- [The problem] Every line containing the word "building" must be pulled from the records.

START Dataset excerpts

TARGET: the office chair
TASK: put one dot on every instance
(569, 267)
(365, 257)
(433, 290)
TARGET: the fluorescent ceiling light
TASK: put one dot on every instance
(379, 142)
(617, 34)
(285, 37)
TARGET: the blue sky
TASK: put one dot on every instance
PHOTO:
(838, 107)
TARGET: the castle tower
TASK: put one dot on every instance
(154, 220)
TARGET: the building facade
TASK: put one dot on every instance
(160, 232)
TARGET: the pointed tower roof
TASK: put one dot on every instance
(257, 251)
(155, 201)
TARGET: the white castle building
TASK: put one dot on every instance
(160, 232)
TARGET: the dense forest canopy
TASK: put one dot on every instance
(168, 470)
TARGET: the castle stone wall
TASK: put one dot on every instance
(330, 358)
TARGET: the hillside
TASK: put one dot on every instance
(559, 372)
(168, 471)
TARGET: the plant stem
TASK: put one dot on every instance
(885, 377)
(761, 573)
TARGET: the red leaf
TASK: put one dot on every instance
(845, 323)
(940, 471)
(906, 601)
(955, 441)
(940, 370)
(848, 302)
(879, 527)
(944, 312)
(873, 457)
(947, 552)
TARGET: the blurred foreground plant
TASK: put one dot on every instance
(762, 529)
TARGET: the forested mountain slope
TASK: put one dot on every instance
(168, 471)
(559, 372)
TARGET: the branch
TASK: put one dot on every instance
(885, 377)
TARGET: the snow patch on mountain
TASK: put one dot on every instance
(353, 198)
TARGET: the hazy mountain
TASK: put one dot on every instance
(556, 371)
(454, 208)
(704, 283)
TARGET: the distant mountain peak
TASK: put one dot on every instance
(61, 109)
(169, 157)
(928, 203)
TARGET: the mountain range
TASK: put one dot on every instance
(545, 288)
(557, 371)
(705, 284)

END Dataset excerpts

- [Solution to the problem]
TARGET: the building facade
TARGET: the white castle building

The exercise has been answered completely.